• Document excerpt
Add a step_id field to the OpKernelContext indicating which step

triggered the Op execution. This will allow us to "charge" resource usage to a specific step. Change: 115622649
2016-02-25 17:17:05 -08:00 · 2016-02-25 17:17:05 -08:00 · e8260f3433
commit e8260f3433
parent ca69460901
8 changed files with 46 additions and 2 deletions
--- a/tensorflow/core/common_runtime/constant_folding.cc
+++ b/tensorflow/core/common_runtime/constant_folding.cc
@ -321,6 +321,7 @@ bool DoConstantFolding(const ConstantFoldingOptions& opts, Graph* graph) {
  core::ScopedUnref rendez_unref(rendez);

  Executor::Args args;
+  args.step_id = Executor::Args::CONSTANT_FOLDING_STEP_ID;
  args.runner = runner;
  args.rendezvous = rendez;

--- a/tensorflow/core/common_runtime/direct_session.cc
+++ b/tensorflow/core/common_runtime/direct_session.cc
@ -15,6 +15,7 @@ limitations under the License.

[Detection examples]
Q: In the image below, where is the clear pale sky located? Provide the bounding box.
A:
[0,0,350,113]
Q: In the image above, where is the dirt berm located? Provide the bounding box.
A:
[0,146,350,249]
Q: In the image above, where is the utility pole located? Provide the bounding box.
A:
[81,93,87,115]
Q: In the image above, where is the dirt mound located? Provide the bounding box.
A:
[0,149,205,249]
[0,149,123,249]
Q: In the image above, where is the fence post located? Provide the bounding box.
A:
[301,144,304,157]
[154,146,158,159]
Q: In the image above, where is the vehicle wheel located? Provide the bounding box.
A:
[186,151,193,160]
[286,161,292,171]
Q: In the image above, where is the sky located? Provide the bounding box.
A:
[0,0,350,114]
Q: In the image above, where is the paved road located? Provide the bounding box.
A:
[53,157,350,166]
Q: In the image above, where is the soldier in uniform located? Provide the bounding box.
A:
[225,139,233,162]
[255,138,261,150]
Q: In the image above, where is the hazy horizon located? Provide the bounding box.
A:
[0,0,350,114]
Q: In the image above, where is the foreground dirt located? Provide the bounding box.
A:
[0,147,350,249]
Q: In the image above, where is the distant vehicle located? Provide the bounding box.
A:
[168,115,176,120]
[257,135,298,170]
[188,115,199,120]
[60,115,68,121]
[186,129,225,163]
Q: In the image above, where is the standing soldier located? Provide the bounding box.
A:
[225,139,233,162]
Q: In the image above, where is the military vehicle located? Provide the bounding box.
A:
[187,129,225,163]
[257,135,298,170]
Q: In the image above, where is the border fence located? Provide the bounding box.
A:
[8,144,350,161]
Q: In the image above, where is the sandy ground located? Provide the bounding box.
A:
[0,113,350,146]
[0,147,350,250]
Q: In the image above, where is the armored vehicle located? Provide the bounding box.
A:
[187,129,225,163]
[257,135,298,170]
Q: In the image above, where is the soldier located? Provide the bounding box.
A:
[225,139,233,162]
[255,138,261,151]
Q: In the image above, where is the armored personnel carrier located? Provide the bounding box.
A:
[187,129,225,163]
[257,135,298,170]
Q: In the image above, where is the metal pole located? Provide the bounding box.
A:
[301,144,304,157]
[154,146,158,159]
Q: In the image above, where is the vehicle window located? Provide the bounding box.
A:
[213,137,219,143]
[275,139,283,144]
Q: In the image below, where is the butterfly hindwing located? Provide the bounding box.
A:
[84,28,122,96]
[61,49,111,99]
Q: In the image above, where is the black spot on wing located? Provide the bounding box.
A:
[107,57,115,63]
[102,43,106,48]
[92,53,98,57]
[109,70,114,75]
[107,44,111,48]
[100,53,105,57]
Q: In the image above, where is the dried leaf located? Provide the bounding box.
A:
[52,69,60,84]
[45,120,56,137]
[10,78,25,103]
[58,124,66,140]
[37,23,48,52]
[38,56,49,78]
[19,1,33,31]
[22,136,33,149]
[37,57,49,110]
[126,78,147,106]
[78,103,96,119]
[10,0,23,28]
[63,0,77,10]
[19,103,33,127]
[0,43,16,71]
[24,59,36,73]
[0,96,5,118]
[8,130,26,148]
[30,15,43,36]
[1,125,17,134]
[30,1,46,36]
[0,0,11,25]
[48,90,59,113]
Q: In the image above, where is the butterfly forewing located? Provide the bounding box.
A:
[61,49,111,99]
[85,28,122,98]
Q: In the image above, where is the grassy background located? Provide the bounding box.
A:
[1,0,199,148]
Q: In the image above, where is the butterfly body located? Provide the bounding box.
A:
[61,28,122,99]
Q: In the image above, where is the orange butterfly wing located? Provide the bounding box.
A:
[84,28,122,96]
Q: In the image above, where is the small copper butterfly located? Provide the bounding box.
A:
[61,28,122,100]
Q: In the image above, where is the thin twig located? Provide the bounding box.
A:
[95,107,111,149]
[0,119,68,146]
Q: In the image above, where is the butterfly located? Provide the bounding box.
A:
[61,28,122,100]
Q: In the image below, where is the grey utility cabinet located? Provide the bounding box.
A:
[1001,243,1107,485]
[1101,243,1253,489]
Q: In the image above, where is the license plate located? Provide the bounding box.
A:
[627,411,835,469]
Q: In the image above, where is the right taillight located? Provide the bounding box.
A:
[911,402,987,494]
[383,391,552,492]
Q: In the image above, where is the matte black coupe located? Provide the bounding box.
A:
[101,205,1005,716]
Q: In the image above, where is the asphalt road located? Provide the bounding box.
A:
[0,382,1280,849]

• Exercise prompt
Decide whether each statement below agrees with the commit excerpt, answering yes or no and quoting the deciding words from the excerpt.
1. The change adds a step_id field to the OpKernelContext.
2. The commit lists 46 deletions.
3. In constant_folding.cc, args.step_id is set to the constant-folding step identifier.

• Task output
1. Yes: "Add a step_id field to the OpKernelContext indicating which step"
2. No: "8 changed files with 46 additions and 2 deletions"
3. Yes: "args.step_id = Executor::Args::CONSTANT_FOLDING_STEP_ID;"